Involuntary stakeholders – Thos affected by things such as pollution and congestions and the focus is on reducing harm
and avoiding or creating benefits.
Innovation economy and knowledge management
There has been a clear shift from industrial economy to innovation economy as rapid sharing of knowledge forces those
involved to reinvent and constantly adapt. Companies that will be successful are those that take information and transform it
into value-creating knowledge and use it to innovate, i.e. creative thinking and visionary companies succeed, innovate or be
damned.
Innovation – New products, business processes and organic changes that create wealth or social welfare.
Knowledge management
Knowledge management – in its broadest sense it is seen as a generic process through which organisations generate value from
knowledge. There is a difference between knowledge and information. Information is data organized into meaningful patterns
and this is transformed into knowledge when read, understood, interpreted and applied to a function.
Tacit knowledge – knowledge that cannot be explained properly. It can only be passed from one person to the next by
a long process of apprenticeship.
Explicit knowledge – easy to communicate and easily transferred, resides in formulae, textbooks or technical
documents.
Knowledge can lead to competitive advantage but organisations are already flooded with more knowledge that they can
handle. Knowledge management solves this by designing processes that oversee the creation, distribution and utilization of
knowledge to meet organisational goals.
H.Crassas – 2014 – MNG3701 Page 3
, Innovation management
Innovation management is a field of discipline that deals directly with issues relating to how the innovation process can be
managed efficiently. It is essential to create efficient use of knowledge to create better, faster, more cost-effective innovations
to stay competitive. Knowledge management and innovation management should not be treated separate.

To do –
**A)** Translate this sentence from the notes on knowledge management into Spanish: "There is a difference between knowledge and information."
**B)** In the notes on knowledge management, where does explicit knowledge reside?
**C)** Pick up the notes on innovation and knowledge management where they stop, and keep writing in the same style.

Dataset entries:
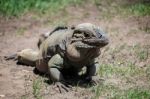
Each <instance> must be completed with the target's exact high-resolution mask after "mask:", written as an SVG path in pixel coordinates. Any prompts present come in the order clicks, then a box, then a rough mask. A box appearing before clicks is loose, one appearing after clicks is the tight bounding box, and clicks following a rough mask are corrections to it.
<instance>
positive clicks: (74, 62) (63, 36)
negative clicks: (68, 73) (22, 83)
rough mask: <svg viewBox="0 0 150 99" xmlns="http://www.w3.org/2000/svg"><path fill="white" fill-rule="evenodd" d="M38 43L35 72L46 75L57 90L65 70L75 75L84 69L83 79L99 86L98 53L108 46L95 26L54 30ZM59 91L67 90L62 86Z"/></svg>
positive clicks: (87, 24)
mask: <svg viewBox="0 0 150 99" xmlns="http://www.w3.org/2000/svg"><path fill="white" fill-rule="evenodd" d="M41 37H42V36H41ZM40 39H41V41H40V40H39V43H38V46H39V49H40V51H39V53H38V58H37V57H36V58H35V59H34V61H35V60H36V68H37V69H38V70H39V71H41V72H45V73H48V74H49V75H50V79H51V80H52V81H54V82H57V84H59V85H57V87H59V88H60V86H62V85H60V83H61V84H65V83H66V81H65V78H64V73H63V71H64V70H69V69H70V70H71V71H72V70H73V71H74V72H73V73H72V74H77V73H78V71H80V70H81V69H82V68H83V67H84V66H86V68H87V70H86V77H85V79H86V80H87V81H89V82H93V83H94V84H96V83H97V82H98V78H97V76H96V75H97V71H98V68H99V63H98V61H97V58H98V57H99V55H100V49H101V48H102V47H104V46H106V45H107V44H108V38H107V36H105V33H103V32H102V31H101V30H100V29H99V28H98V27H97V26H95V25H93V24H90V23H83V24H79V25H77V26H76V27H75V28H66V27H65V28H56V29H55V30H54V31H52V32H50V33H49V34H46V35H45V36H43V37H42V38H40ZM29 55H31V54H29ZM29 55H28V57H29ZM20 56H21V54H20ZM36 56H37V54H36ZM67 72H70V71H67ZM58 82H59V83H58ZM62 88H63V89H65V90H66V88H65V86H63V87H62ZM60 89H61V88H60Z"/></svg>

Your responses –
**A)** Existe una diferencia entre el conocimiento y la información.

**B)** In formulae, textbooks or technical documents.

**C)**
Knowledge innovation
Knowledge innovation is defined as the creation, evolution, exchange and application of new ideas into marketable goods and
services, leading to the success of an enterprise, the vitality of a nation’s economy and the advancement of society.
Knowledge innovation recognizes 2 key elements:
1. Knowledge, not finance or technology, as one of the core components of innovation and
2. Actions associated with managing the flow and use of knowledge in an innovation process
The real benefit for companies lies in the ability to utilize knowledge for innovation
Multiculturalism of South African organisations and knowledge management.
Knowledge depends on experience and can be regarded as a process that is personal and subjective. Culture plays an essential
role in knowledge sharing and challenge is to utilize the richness of ethnic groups in order to enhance productivity and global
competitiveness.
Advantages of multiculturalism are the diversity of ideas, influences and cultures which can lead to new and innovative
thinking.
The knowledge manager acts as a change agent and facilitator for new ideas. Distrust and miscommunication are causes for the
breakdown of multicultural knowledge sharing. Trust as an integral part of the knowledge sharing process. The manager
showing sensitivity to towards the different languages may encourage understanding.
Multiculturalism in the corporate knowledge environment is a reality that needs to be utilized to achieve innovation. A culture
of trust, understanding, support and openness needs to be actively encouraged.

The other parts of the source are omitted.